(Coordinate annotation entries)

"""

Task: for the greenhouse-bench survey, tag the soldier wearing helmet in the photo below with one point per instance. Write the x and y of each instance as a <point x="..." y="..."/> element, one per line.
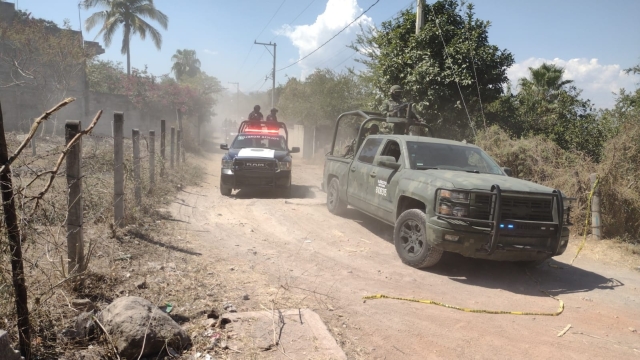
<point x="395" y="107"/>
<point x="256" y="114"/>
<point x="273" y="116"/>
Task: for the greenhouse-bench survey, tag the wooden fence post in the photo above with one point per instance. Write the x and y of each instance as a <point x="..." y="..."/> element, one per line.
<point x="118" y="169"/>
<point x="135" y="135"/>
<point x="152" y="158"/>
<point x="173" y="145"/>
<point x="178" y="147"/>
<point x="75" y="239"/>
<point x="15" y="247"/>
<point x="596" y="223"/>
<point x="34" y="151"/>
<point x="163" y="133"/>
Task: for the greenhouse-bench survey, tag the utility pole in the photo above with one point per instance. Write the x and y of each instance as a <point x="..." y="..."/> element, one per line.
<point x="237" y="99"/>
<point x="419" y="16"/>
<point x="273" y="74"/>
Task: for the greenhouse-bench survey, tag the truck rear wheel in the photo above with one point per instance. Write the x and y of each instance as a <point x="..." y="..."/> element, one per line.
<point x="335" y="205"/>
<point x="225" y="190"/>
<point x="410" y="238"/>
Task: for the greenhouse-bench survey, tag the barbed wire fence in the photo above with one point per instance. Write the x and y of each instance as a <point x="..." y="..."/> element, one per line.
<point x="65" y="214"/>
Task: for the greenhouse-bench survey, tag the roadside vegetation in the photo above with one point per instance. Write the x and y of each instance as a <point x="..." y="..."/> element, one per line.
<point x="543" y="129"/>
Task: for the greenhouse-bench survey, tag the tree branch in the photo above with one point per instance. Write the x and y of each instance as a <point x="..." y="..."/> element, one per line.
<point x="32" y="131"/>
<point x="53" y="173"/>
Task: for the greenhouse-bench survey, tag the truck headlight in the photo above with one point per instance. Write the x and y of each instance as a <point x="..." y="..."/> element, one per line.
<point x="284" y="165"/>
<point x="227" y="164"/>
<point x="450" y="209"/>
<point x="456" y="196"/>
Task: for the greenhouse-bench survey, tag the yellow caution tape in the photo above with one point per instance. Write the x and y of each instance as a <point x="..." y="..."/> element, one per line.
<point x="586" y="222"/>
<point x="481" y="311"/>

"""

Quote everything in the listing above exactly; pictures are the only thing to omit.

Task: for the greenhouse-bench survey, tag the soldier wearing helmet in the photo below with one point per instance. Write the x and y of each instance as a <point x="..." y="..."/> element, one per line.
<point x="395" y="107"/>
<point x="256" y="114"/>
<point x="273" y="116"/>
Task: for the greenhouse-bench survey, tag the wooden fence post in the photo above with one point per instance. Write the x and y of each instance as a <point x="..." y="..."/> element, one per line.
<point x="118" y="169"/>
<point x="135" y="135"/>
<point x="152" y="158"/>
<point x="173" y="145"/>
<point x="178" y="147"/>
<point x="75" y="239"/>
<point x="15" y="247"/>
<point x="596" y="223"/>
<point x="34" y="151"/>
<point x="163" y="133"/>
Task: for the greenhouse-bench survey, tag the utility pole in the photo above with one point per instance. Write the x and y of each instance as a <point x="..." y="..."/> element, one per line.
<point x="237" y="99"/>
<point x="419" y="16"/>
<point x="273" y="74"/>
Task: for the greenhouse-bench survey, tag the truck rear wheel in the photo above with one point per instance. Write the x and y of each instance as a <point x="..." y="..."/> element, one per line.
<point x="335" y="205"/>
<point x="225" y="190"/>
<point x="410" y="238"/>
Task: for the greenhouse-bench survey, tag the barbed wire fence in the photo above with one point per instance. Write the x and y of each instance as a <point x="..." y="..."/> element, one per line.
<point x="65" y="214"/>
Task: for the greenhouse-bench survey, tag the roadside vegetation in the photo above with one point per instance. Write the x and y of each instance as a <point x="..." y="..."/> element, one per line.
<point x="543" y="129"/>
Task: for the greenhouse-bench survey, tag the tree branch in the photo above with one point per instance. Write the x and y of each instance as a <point x="..." y="..."/> element, one per line.
<point x="32" y="131"/>
<point x="53" y="173"/>
Task: for the greenhouse-bench survey, tag the truck headlight in the photo above with one point per instance. Write the x and y of each instance as a <point x="..." y="..."/> element, one per line.
<point x="284" y="165"/>
<point x="227" y="164"/>
<point x="450" y="209"/>
<point x="456" y="196"/>
Task: for the greenhouse-bench survey, tag the yellow caution tape in the photo above with one point per instance. Write the x and y of each instance as a <point x="..." y="..."/> element, one per line.
<point x="586" y="222"/>
<point x="481" y="311"/>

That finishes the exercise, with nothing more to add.